▸ **Job 1**
In the code review page, which revision reverted the accidental commit to trunk?
▸ **Job 2**
Please retype the code review page from "This should be" to "starting with here.".

▸ **Reading text**
##########

This is an archive of the discontinued LLVM Phabricator instance.

[InstCombine] combine a shuffle and an extract subvector shuffle
ClosedPublic

Authored by spatel on Oct 9 2018, 1:09 PM.

Details

Summary

This is part of the missing IR-level folding noted in D52912.
This should be ok as a canonicalization because the new shuffle mask can't be any more complicated than the existing shuffle mask. If there's some target where the shorter vector shuffle is not legal, it should just end up expanding to something like the pair of shuffles that we're starting with here.

Diff Detail

Repository
rL LLVM

Event Timeline

spatel created this revision.Oct 9 2018, 1:09 PM
lebedev.ri added inline comments.Oct 10 2018, 8:38 AM
lib/Transforms/InstCombine/InstCombineVectorOps.cpp
1496 ↗(On Diff #168860)

I'm being paranoid here. What is the expected outcome of this transform.
The new shuffle mask, do we expect (read: require) it to be smaller than the existing ones?

spatel added inline comments.Oct 10 2018, 9:01 AM
lib/Transforms/InstCombine/InstCombineVectorOps.cpp
1496 ↗(On Diff #168860)

The new mask is the same size as the extracting shuffle (Shuf) size. The extracting shuffle size must be smaller than the first shuffle's size. This is guaranteed by 'isIdentityWithExtract', but I'll add an assert to make that clearer.

spatel updated this revision to Diff 169088.Oct 10 2018, 2:03 PM
spatel marked 2 inline comments as done.

Patch updated:
Added an assert to (hopefully) make this transform clearer.

Side note: while trying to edit this patch, I realized that I had accidentally already committed it to trunk with rL344082. I reverted that in rL344178.

Sorry about that...on the plus side, there were no bot complaints or bug reports while it was in trunk. :)

lebedev.ri added inline comments.Oct 12 2018, 12:48 AM
lib/Transforms/InstCombine/InstCombineVectorOps.cpp
1493 ↗(On Diff #169088)

##########

Entries from a pointing dataset
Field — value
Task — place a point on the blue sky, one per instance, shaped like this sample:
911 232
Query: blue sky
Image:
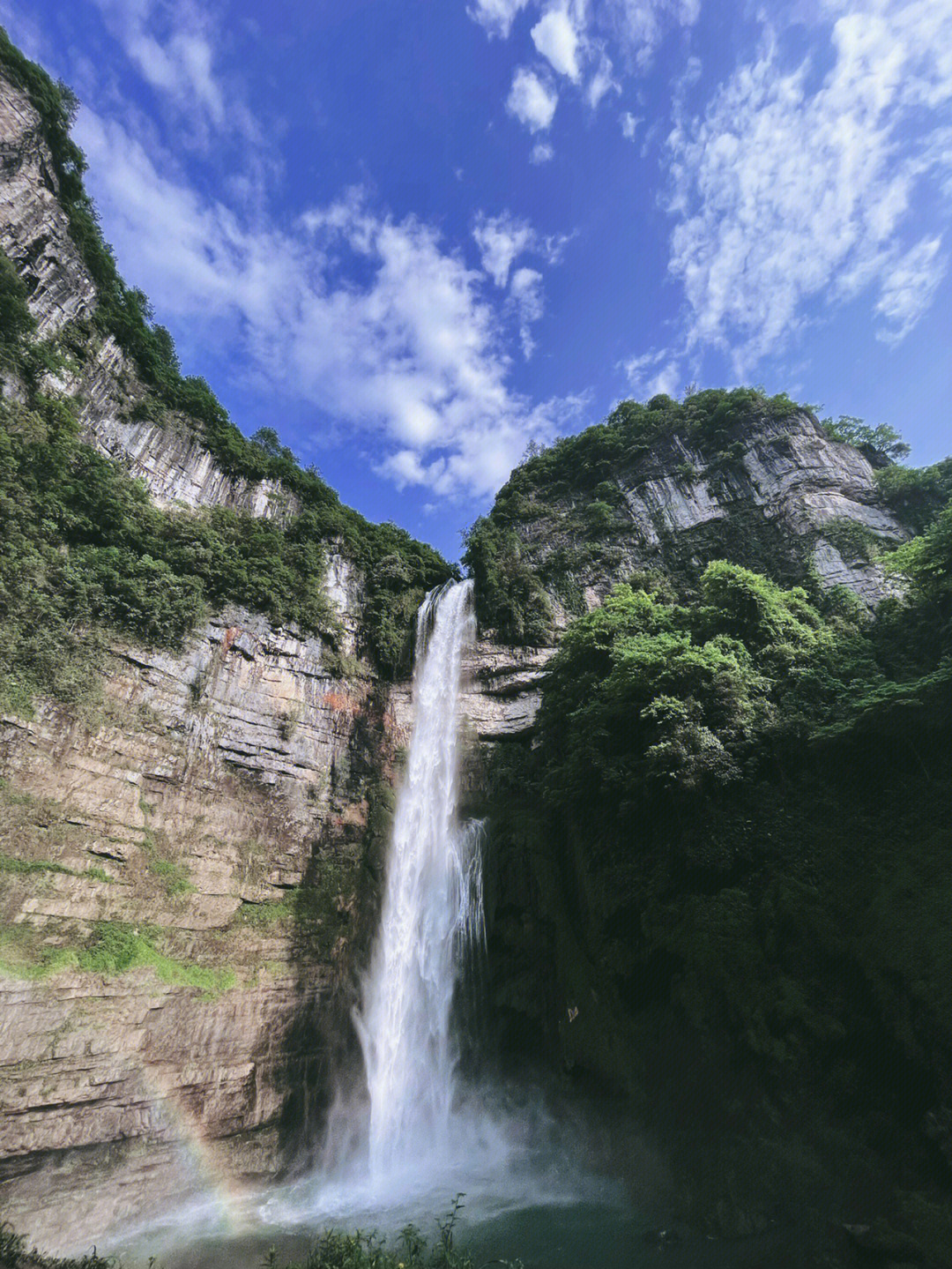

##########

▸ **Output 1**
rL344178

▸ **Output 2**
This should be ok as a canonicalization because the new shuffle mask can't be any more complicated than the existing shuffle mask. If there's some target where the shorter vector shuffle is not legal, it should just end up expanding to something like the pair of shuffles that we're starting with here.